• Task prompt
Repeat the listing in full, preserving every character.

• Material provided

---

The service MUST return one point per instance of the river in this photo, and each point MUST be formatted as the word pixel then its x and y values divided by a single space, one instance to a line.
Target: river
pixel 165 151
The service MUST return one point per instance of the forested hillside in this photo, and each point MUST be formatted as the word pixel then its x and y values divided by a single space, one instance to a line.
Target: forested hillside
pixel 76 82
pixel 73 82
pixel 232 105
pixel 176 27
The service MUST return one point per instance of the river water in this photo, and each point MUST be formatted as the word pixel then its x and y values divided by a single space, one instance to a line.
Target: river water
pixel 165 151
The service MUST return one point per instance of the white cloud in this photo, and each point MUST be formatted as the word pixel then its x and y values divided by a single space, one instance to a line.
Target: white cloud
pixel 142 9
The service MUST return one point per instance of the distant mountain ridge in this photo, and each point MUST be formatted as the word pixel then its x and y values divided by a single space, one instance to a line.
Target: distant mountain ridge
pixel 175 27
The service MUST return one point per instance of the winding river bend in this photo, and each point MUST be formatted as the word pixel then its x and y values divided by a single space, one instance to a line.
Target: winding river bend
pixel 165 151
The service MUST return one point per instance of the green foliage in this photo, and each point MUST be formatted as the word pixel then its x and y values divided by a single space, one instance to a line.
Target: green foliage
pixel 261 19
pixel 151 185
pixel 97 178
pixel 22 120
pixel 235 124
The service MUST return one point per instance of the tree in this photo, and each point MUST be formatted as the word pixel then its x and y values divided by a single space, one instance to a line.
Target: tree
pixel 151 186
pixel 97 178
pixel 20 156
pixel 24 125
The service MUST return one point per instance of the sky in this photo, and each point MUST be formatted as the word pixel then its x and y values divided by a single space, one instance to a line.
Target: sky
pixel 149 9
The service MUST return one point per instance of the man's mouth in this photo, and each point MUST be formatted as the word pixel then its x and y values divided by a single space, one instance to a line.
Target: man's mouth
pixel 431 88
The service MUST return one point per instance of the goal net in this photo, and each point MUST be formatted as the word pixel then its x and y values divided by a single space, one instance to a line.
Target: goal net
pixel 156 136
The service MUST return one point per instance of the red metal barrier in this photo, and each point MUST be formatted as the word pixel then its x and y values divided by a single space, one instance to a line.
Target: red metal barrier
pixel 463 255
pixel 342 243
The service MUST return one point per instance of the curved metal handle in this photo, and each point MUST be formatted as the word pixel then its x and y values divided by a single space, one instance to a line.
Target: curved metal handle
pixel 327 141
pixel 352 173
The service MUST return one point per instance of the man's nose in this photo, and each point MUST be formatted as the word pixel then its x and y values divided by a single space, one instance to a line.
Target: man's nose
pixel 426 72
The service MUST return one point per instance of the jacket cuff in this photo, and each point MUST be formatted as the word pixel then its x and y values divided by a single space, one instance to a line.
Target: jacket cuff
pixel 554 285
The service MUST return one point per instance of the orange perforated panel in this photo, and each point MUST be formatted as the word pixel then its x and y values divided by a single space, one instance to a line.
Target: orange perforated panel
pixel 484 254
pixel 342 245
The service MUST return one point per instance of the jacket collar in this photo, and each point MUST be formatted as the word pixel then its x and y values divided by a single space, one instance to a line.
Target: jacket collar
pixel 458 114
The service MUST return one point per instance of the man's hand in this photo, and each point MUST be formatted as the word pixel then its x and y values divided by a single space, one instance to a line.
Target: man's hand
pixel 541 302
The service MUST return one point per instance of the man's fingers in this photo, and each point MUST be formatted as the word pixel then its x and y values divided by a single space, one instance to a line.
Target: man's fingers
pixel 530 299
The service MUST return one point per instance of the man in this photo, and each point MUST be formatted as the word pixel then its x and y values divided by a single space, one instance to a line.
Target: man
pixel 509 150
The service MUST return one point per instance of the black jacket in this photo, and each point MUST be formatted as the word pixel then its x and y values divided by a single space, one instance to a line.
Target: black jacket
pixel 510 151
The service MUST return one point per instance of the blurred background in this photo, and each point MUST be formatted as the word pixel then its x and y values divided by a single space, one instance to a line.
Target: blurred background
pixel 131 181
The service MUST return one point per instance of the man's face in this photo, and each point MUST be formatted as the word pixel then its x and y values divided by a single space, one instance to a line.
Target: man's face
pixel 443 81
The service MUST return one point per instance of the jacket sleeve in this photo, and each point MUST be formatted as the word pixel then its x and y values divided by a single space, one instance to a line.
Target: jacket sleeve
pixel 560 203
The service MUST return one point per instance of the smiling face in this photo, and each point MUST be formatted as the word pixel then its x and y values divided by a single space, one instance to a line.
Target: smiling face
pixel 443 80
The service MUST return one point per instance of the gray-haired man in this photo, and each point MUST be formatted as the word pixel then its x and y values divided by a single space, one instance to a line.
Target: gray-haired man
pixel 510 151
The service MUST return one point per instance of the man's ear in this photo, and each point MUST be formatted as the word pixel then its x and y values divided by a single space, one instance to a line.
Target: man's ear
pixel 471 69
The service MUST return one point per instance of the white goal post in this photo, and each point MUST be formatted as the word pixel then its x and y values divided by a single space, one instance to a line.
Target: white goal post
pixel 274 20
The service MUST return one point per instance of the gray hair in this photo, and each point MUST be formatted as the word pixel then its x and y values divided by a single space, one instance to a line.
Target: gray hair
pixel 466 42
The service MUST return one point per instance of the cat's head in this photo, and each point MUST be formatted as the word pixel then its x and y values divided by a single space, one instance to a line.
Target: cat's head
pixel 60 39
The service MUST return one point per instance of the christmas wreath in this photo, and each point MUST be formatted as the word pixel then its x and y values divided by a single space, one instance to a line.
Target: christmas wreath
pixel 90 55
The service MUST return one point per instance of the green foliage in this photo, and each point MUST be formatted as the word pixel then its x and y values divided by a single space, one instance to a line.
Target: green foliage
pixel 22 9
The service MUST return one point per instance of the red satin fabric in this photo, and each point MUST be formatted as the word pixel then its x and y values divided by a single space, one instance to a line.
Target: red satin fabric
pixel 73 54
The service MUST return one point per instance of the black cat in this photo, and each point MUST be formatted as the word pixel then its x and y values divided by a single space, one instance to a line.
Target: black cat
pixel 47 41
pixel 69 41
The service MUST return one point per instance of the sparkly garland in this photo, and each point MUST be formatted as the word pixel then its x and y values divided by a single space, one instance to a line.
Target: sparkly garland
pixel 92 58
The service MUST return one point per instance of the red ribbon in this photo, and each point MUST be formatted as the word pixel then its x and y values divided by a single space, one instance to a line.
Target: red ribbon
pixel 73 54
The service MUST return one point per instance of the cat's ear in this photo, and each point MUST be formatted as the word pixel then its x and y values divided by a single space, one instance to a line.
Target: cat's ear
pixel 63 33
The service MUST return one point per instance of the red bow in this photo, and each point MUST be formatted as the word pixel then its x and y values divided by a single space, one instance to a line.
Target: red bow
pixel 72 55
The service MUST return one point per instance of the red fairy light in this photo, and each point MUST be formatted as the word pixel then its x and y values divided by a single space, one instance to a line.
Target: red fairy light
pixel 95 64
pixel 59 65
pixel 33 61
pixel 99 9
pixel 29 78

---

• Complete answer
The service MUST return one point per instance of the river in this photo, and each point MUST be formatted as the word pixel then its x and y values divided by a single space, one instance to a line.
Target: river
pixel 165 151
The service MUST return one point per instance of the forested hillside in this photo, and each point MUST be formatted as the word pixel then its x and y values divided by a single space, one instance to a line.
Target: forested hillside
pixel 76 82
pixel 73 82
pixel 232 105
pixel 176 27
The service MUST return one point per instance of the river water in this photo, and each point MUST be formatted as the word pixel then its x and y values divided by a single space, one instance to a line.
Target: river water
pixel 165 151
The service MUST return one point per instance of the white cloud in this photo, and each point MUST be formatted as the word pixel then its x and y values divided by a single space, one instance to a line.
Target: white cloud
pixel 142 9
The service MUST return one point per instance of the distant mountain ridge in this photo, and each point MUST be formatted as the word pixel then its x and y values divided by a single space, one instance to a line.
Target: distant mountain ridge
pixel 175 27
The service MUST return one point per instance of the winding river bend in this photo, and each point MUST be formatted as the word pixel then its x and y values divided by a single space, one instance to a line.
Target: winding river bend
pixel 165 151
The service MUST return one point per instance of the green foliage in this photo, and each point MUST be formatted as the word pixel then its x and y values divided by a single space, one instance to a line.
Target: green foliage
pixel 261 19
pixel 151 185
pixel 97 178
pixel 22 120
pixel 235 124
The service MUST return one point per instance of the tree in this photo, and each point MUST be formatted as the word pixel then its x and y values divided by a single space, one instance to a line.
Target: tree
pixel 151 186
pixel 97 178
pixel 20 156
pixel 24 125
The service MUST return one point per instance of the sky in this photo, and each point MUST be formatted as the word pixel then its x and y values divided by a single space, one instance to a line.
Target: sky
pixel 149 9
The service MUST return one point per instance of the man's mouth in this photo, and each point MUST be formatted as the word pixel then its x and y values divided by a single space, one instance to a line.
Target: man's mouth
pixel 431 88
The service MUST return one point per instance of the goal net in this photo, and each point MUST be formatted as the word pixel then its x and y values divided by a single space, one instance to a line.
Target: goal net
pixel 156 136
The service MUST return one point per instance of the red metal barrier in this photo, and each point MUST be formatted as the word pixel then its x and y values divided by a single space, one instance to a line.
Target: red metal barrier
pixel 463 255
pixel 342 243
The service MUST return one point per instance of the curved metal handle in this photo, and each point MUST be formatted as the word pixel then its x and y values divided by a single space, one instance to a line.
Target: curved metal handle
pixel 327 141
pixel 352 173
The service MUST return one point per instance of the man's nose in this photo, and each point MUST be formatted as the word pixel then its x and y values divided by a single space, one instance to a line.
Target: man's nose
pixel 426 72
The service MUST return one point per instance of the jacket cuff in this photo, and each point MUST be formatted as the word pixel then its x and y values divided by a single space, one instance to a line.
Target: jacket cuff
pixel 554 285
The service MUST return one point per instance of the orange perforated panel in this photo, and each point MUST be formatted as the word pixel then its x and y values divided by a single space, one instance to a line.
Target: orange perforated panel
pixel 484 254
pixel 342 245
The service MUST return one point per instance of the jacket collar in this photo, and each point MUST be formatted as the word pixel then its x and y values divided by a single space, one instance to a line.
Target: jacket collar
pixel 458 114
The service MUST return one point per instance of the man's hand in this photo, and each point MUST be formatted as the word pixel then its x and y values divided by a single space, one instance to a line.
Target: man's hand
pixel 541 302
The service MUST return one point per instance of the man's fingers in this photo, and each point MUST be formatted as the word pixel then its x and y values divided by a single space, one instance to a line.
Target: man's fingers
pixel 530 299
The service MUST return one point per instance of the man in this photo, and each point MUST be formatted as the word pixel then its x and y values divided by a single space, one instance to a line.
Target: man
pixel 509 150
The service MUST return one point per instance of the black jacket in this photo, and each point MUST be formatted as the word pixel then its x and y values divided by a single space, one instance to a line.
Target: black jacket
pixel 510 151
The service MUST return one point per instance of the blurred background in this photo, and each point MUST be formatted as the word pixel then its x and y values divided by a single space, one instance to a line.
Target: blurred background
pixel 131 181
The service MUST return one point per instance of the man's face in this photo, and each point MUST be formatted as the word pixel then its x and y values divided by a single space, one instance to a line.
Target: man's face
pixel 443 81
The service MUST return one point per instance of the jacket sleeve in this photo, and each point MUST be formatted as the word pixel then its x and y values divided by a single space, one instance to a line.
Target: jacket sleeve
pixel 560 203
The service MUST return one point per instance of the smiling face in this photo, and each point MUST be formatted as the word pixel then its x and y values divided by a single space, one instance to a line.
Target: smiling face
pixel 443 80
The service MUST return one point per instance of the gray-haired man in this photo, and each point MUST be formatted as the word pixel then its x and y values divided by a single space, one instance to a line.
Target: gray-haired man
pixel 510 151
The service MUST return one point per instance of the man's ear in this photo, and each point MUST be formatted as the word pixel then its x and y values divided by a single space, one instance to a line.
Target: man's ear
pixel 471 69
The service MUST return one point per instance of the white goal post in this photo, and each point MUST be formatted as the word pixel then its x and y values divided by a single space, one instance to a line.
Target: white goal post
pixel 274 20
The service MUST return one point per instance of the gray hair in this photo, and each point MUST be formatted as the word pixel then its x and y values divided by a single space, one instance to a line.
Target: gray hair
pixel 466 42
The service MUST return one point per instance of the cat's head in this photo, and each point MUST be formatted as the word pixel then its x and y values divided by a single space, one instance to a line.
Target: cat's head
pixel 60 39
The service MUST return one point per instance of the christmas wreath in this photo, and each point MUST be formatted as the word pixel then its x and y values divided by a single space, one instance to a line.
Target: christmas wreath
pixel 90 55
The service MUST return one point per instance of the green foliage in this photo, and each point MUST be formatted as the word pixel then its x and y values divided by a single space, one instance to a line.
Target: green foliage
pixel 22 9
The service MUST return one point per instance of the red satin fabric in this photo, and each point MUST be formatted as the word pixel then its x and y values divided by a single space, one instance to a line.
Target: red satin fabric
pixel 73 54
The service MUST return one point per instance of the black cat in this photo, and each point MUST be formatted as the word pixel then its x and y values divided by a single space, one instance to a line.
Target: black cat
pixel 47 41
pixel 69 41
The service MUST return one point per instance of the sparkly garland in this photo, and each point MUST be formatted as the word pixel then its x and y values divided by a single space, one instance to a line.
Target: sparkly garland
pixel 92 58
The service MUST return one point per instance of the red ribbon in this photo, and each point MUST be formatted as the word pixel then its x and y values divided by a single space, one instance to a line.
Target: red ribbon
pixel 73 54
The service MUST return one point per instance of the cat's ear in this photo, and each point MUST be formatted as the word pixel then its x and y values divided by a single space, one instance to a line.
Target: cat's ear
pixel 63 33
The service MUST return one point per instance of the red bow in this photo, and each point MUST be formatted as the word pixel then its x and y values divided by a single space, one instance to a line.
Target: red bow
pixel 72 55
The service MUST return one point per instance of the red fairy light in this photo, and each point MUST be formatted as the word pixel then its x and y values divided by a single space, one instance to a line.
Target: red fairy light
pixel 95 64
pixel 59 65
pixel 33 61
pixel 99 9
pixel 29 78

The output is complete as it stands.